- _Records provided_:
= = = =

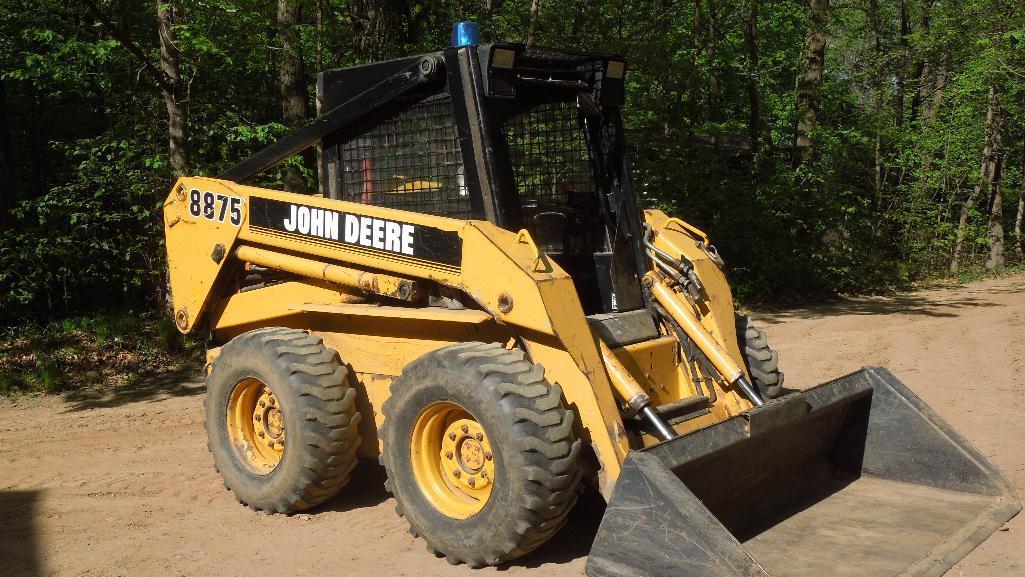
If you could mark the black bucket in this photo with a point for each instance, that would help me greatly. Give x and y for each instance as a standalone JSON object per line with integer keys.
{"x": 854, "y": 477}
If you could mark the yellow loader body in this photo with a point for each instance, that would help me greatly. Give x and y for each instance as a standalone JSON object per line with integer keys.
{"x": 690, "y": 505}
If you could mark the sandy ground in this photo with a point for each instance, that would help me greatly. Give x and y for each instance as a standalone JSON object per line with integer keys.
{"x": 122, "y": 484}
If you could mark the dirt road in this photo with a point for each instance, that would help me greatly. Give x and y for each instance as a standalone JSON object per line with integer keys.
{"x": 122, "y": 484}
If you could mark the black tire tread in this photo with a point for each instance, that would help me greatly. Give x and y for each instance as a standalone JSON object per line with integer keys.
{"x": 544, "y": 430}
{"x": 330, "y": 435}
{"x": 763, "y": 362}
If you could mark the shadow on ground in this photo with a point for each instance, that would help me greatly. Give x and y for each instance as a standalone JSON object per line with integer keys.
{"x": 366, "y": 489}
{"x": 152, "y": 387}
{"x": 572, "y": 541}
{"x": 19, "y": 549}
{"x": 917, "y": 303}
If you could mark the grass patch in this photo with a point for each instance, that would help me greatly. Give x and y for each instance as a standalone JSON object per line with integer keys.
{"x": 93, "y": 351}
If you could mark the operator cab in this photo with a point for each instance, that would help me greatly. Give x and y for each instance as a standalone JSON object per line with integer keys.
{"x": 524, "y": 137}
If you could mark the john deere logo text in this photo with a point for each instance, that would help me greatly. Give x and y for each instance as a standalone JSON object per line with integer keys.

= = = =

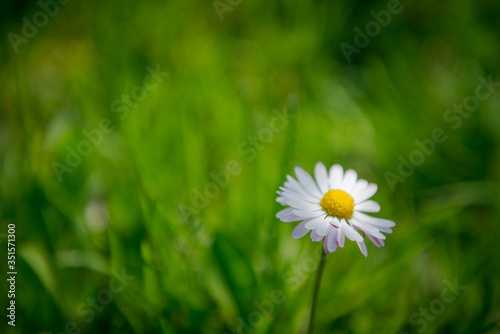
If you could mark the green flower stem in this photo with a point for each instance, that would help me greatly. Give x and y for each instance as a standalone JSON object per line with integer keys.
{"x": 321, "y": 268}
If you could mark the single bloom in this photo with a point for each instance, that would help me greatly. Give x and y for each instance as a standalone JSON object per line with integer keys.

= = = =

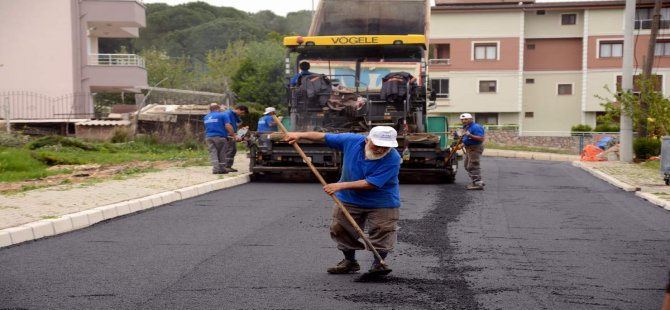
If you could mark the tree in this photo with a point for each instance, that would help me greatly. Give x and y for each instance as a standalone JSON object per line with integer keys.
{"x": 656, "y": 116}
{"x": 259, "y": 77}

= = = =

Scan the entries above for the line containing "If you could mark the black bucket", and copy it and all lines after it exactly, down to and including the line containing "If you could mark the john".

If you could mark the black bucket in this photo with a point for each instance, that would help me greatly. Give x and y for each instance as a standalone JSON object per line with integer keys.
{"x": 854, "y": 477}
If you could mark the yellow loader body in this photo with a point for each instance, that would help me greatly. Give x and y for each instance as a standalone JSON object per line with integer keys.
{"x": 690, "y": 505}
If you could mark the sandy ground in this photo with a point for each instance, that would help me greatly. Give x and y for each instance as a standalone JSON object per line with integer keys.
{"x": 122, "y": 484}
If you could mark the dirt road in this photo with a point for each instance, that would help me greatly. Give x and y for each instance as a standalone JSON object per line with integer keys.
{"x": 122, "y": 484}
If you could mark the black tire tread in this photo with a point for each instance, that would help me greatly. Give x and y for each instance as a standalone JSON object per line with integer keys.
{"x": 544, "y": 430}
{"x": 330, "y": 435}
{"x": 763, "y": 362}
If you could mark the shadow on ground in this photo with a point for each instance, that would help me greatly. Give x and y for each instance as a standalone JSON object per line with integer keys.
{"x": 366, "y": 489}
{"x": 152, "y": 387}
{"x": 572, "y": 541}
{"x": 19, "y": 549}
{"x": 917, "y": 303}
If you could mark the grass patch in this photo with a point for each instance, that would help me greatly. Give x and y for each instance as a standalone JSON object per line with integer keys.
{"x": 93, "y": 351}
If you could mark the operator cab in this photo with a point for each instance, that would help me greatly. Give x and y for each instance as a standalone JSON object per line with integer keys.
{"x": 524, "y": 137}
If you could mark the john deere logo text in this photo with a point for each instance, that would help me greatly. Give x and y for each instance as a standalone JSON object per line with integer keys.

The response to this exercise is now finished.